> Description of the task: Where in the records does the word "below" appear? Copy each line that holds it.

> The input:

* * *

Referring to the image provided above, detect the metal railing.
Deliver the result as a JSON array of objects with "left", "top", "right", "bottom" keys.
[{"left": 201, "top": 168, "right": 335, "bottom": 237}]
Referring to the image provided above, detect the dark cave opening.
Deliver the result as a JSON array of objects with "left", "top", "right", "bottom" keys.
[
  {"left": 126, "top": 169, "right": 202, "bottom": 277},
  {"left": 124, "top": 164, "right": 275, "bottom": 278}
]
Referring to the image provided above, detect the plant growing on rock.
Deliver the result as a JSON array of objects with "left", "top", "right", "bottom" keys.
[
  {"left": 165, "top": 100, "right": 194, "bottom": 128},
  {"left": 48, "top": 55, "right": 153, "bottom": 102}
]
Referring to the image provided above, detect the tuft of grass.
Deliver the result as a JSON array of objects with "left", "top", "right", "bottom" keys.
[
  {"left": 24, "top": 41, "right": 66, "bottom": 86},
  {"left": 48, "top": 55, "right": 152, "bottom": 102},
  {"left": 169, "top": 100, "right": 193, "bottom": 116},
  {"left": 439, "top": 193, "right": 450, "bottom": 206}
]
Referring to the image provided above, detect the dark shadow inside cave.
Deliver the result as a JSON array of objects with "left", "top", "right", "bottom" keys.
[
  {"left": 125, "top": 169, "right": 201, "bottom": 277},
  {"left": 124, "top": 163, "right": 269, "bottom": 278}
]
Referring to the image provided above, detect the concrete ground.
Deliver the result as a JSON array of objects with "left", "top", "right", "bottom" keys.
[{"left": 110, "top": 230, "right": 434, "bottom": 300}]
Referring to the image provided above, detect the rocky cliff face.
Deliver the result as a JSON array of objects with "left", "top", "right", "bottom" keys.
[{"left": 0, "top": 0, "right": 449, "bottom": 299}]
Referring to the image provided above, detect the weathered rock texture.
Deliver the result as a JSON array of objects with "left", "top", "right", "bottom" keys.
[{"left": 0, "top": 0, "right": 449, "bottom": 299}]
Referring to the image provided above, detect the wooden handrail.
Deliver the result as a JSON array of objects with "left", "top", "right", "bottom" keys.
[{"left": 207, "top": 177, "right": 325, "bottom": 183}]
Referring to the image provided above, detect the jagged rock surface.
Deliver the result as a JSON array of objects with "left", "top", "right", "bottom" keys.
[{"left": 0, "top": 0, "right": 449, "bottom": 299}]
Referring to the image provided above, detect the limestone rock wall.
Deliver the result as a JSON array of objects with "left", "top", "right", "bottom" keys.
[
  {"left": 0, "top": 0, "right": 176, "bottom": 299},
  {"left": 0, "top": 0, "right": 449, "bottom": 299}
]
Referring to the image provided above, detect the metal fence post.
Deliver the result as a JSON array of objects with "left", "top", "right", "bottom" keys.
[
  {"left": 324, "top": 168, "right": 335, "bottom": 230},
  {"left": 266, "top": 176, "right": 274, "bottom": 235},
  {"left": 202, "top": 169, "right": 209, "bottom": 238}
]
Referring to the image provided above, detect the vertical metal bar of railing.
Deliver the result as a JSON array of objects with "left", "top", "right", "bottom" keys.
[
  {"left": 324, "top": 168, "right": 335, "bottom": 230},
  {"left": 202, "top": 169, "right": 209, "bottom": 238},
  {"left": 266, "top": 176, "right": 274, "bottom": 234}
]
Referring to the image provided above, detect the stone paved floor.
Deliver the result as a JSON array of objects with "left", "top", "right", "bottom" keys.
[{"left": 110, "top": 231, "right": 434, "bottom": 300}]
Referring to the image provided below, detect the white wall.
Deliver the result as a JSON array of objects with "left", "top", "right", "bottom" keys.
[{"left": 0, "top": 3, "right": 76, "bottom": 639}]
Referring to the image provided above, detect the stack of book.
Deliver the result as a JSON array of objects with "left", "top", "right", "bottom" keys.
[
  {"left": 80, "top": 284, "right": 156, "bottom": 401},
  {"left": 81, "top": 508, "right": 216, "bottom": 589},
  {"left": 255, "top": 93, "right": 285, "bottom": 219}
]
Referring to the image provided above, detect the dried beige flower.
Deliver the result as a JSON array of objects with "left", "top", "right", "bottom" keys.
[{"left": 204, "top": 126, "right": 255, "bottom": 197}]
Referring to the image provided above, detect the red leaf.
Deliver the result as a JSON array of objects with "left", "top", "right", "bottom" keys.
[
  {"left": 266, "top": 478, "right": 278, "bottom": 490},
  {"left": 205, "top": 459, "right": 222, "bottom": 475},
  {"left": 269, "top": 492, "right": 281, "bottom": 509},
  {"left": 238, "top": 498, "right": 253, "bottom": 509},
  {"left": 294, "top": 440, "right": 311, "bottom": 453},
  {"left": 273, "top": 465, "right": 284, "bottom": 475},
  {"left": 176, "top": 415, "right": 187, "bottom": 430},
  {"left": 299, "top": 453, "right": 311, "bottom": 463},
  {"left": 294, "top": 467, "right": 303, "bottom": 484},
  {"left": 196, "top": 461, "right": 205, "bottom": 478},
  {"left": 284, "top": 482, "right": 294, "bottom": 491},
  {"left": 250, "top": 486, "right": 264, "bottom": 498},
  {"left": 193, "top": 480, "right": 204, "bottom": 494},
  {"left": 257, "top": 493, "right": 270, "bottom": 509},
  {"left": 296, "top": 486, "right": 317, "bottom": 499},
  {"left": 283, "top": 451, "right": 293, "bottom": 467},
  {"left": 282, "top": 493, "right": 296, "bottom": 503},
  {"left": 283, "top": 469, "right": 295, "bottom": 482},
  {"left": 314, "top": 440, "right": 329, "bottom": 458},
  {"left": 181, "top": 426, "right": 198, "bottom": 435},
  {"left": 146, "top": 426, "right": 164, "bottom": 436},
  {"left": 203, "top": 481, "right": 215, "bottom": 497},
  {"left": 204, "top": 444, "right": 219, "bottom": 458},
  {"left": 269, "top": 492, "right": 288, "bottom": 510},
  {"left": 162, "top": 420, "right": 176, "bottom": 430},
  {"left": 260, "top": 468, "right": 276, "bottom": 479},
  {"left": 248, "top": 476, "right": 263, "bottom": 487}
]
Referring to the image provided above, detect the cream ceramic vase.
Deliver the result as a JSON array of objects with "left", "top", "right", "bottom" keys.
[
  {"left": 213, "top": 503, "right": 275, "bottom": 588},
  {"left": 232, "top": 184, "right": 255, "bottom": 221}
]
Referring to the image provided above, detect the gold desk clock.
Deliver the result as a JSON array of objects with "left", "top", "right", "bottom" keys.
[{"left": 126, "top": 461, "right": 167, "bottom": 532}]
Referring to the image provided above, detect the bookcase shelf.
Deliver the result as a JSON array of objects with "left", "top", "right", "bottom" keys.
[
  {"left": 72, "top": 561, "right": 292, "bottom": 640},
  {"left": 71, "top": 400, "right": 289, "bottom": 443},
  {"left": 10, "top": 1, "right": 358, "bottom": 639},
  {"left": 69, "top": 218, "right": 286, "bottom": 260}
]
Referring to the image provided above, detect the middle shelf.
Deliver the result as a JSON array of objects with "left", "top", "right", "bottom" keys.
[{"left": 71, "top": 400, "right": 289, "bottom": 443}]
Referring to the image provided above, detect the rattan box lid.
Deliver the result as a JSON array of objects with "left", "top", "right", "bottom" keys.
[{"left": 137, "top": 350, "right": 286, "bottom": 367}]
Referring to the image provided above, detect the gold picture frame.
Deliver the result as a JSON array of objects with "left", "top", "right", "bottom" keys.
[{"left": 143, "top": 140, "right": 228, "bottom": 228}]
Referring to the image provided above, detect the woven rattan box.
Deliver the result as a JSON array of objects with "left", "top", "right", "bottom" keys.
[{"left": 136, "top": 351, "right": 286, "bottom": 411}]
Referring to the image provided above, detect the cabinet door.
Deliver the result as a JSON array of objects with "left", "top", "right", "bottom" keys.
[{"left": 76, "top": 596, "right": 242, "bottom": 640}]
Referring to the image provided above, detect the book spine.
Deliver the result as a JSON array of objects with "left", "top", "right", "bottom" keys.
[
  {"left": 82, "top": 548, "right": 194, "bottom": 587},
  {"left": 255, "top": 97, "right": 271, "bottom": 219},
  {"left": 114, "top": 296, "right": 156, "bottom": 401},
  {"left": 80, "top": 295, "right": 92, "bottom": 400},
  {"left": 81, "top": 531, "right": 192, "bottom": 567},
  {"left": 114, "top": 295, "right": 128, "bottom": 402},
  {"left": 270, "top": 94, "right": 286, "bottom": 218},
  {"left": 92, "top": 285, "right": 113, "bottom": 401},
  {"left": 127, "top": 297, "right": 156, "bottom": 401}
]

* * *

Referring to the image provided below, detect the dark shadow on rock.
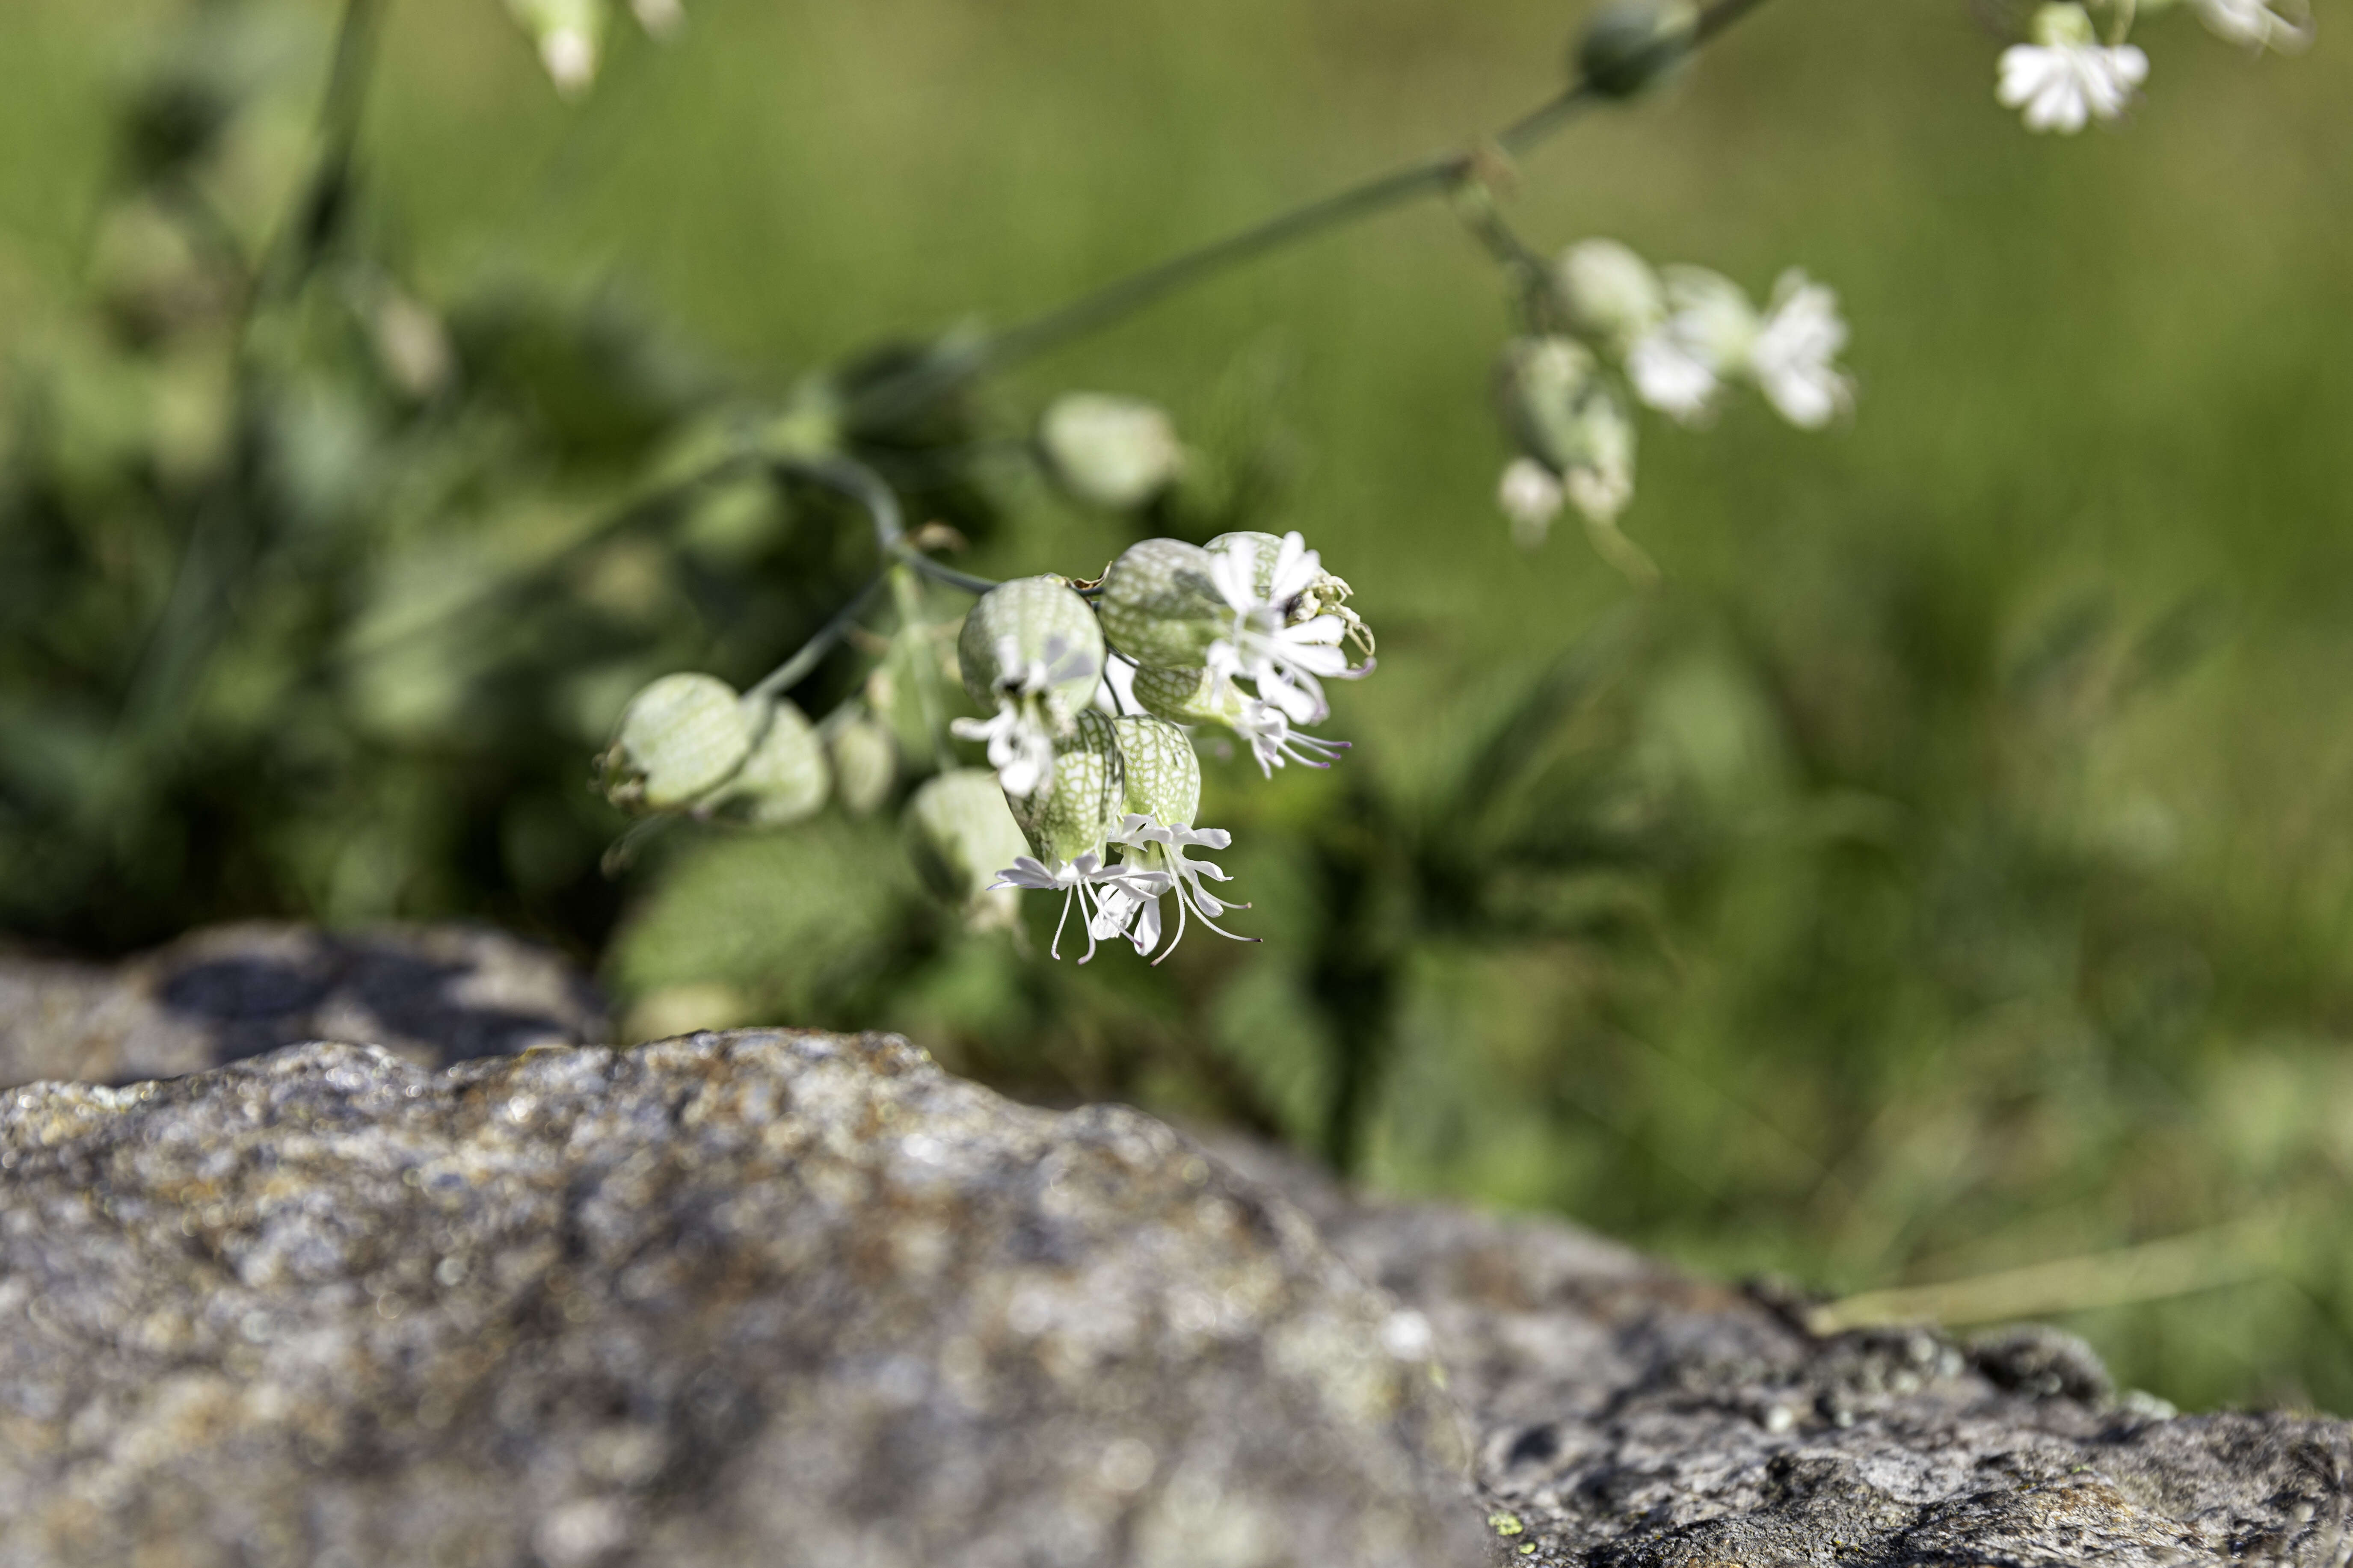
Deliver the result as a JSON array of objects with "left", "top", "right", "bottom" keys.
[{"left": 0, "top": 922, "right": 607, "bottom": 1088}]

* * *

> Reply:
Referring to the image provided below, detect the white wall.
Referring to the image provided below, detect the dark shadow on rock.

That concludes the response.